Task prompt » Copy all of the following records line for line, without changing anything.
[START OF Material to process]
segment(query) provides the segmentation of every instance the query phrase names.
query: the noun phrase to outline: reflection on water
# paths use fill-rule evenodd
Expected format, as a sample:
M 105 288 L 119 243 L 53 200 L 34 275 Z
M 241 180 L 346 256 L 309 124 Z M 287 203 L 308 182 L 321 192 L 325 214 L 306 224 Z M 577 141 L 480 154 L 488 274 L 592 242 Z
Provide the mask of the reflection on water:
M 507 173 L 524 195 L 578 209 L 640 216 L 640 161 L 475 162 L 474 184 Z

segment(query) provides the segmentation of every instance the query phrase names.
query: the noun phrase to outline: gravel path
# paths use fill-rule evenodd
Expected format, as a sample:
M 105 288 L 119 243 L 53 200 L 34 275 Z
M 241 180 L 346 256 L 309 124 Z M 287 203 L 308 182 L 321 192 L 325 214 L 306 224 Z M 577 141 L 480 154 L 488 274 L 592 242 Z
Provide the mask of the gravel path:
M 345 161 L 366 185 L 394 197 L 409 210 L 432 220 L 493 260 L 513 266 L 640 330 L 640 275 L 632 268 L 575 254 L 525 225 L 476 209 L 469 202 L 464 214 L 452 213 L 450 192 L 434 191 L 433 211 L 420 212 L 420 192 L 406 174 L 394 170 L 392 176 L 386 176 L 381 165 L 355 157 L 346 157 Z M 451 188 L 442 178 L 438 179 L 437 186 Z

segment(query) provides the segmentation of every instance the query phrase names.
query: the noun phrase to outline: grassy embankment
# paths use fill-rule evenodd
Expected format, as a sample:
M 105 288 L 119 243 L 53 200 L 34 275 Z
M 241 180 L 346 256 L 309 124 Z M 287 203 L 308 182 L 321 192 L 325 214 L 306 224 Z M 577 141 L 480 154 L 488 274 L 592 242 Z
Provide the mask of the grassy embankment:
[END OF Material to process]
Task result »
segment(query) provides the segmentation of every instance the query phrase names.
query: the noun phrase to outline: reflection on water
# paths use fill-rule evenodd
Expected format, as a sample:
M 105 288 L 119 243 L 53 200 L 34 275 Z
M 241 180 L 346 256 L 309 124 Z M 287 203 L 308 182 L 321 192 L 325 214 L 306 224 Z M 577 141 L 480 154 L 488 274 L 592 242 Z
Provide the mask of the reflection on water:
M 507 173 L 524 195 L 578 209 L 640 216 L 640 161 L 475 162 L 474 184 Z

segment(query) provides the segmentation of every instance the query phrase names.
query: the noun phrase to outline: gravel path
# paths use fill-rule evenodd
Expected format, as a sample:
M 105 288 L 119 243 L 53 200 L 34 275 Z
M 241 180 L 346 256 L 309 124 Z M 287 203 L 308 182 L 321 192 L 325 214 L 306 224 Z M 577 141 L 480 154 L 488 274 L 592 242 Z
Provide the mask of the gravel path:
M 345 161 L 366 185 L 394 197 L 409 210 L 432 220 L 493 260 L 513 266 L 640 330 L 640 275 L 632 268 L 575 254 L 525 225 L 476 209 L 469 202 L 464 214 L 452 213 L 450 192 L 434 191 L 433 211 L 420 212 L 420 192 L 406 174 L 394 170 L 392 176 L 386 176 L 381 165 L 355 157 L 346 157 Z M 451 188 L 442 178 L 438 179 L 437 186 Z

segment(query) provides the segmentation of every instance the query phrase names.
query: the noun phrase to outline: grassy embankment
# paths use fill-rule evenodd
Expected format, as a sample:
M 105 288 L 119 243 L 53 200 L 34 275 Z
M 241 180 L 346 256 L 309 124 Z M 287 203 L 308 182 L 321 192 L 325 214 L 306 224 Z M 577 141 L 480 154 L 488 274 L 592 242 Z
Provide the mask of the grassy embankment:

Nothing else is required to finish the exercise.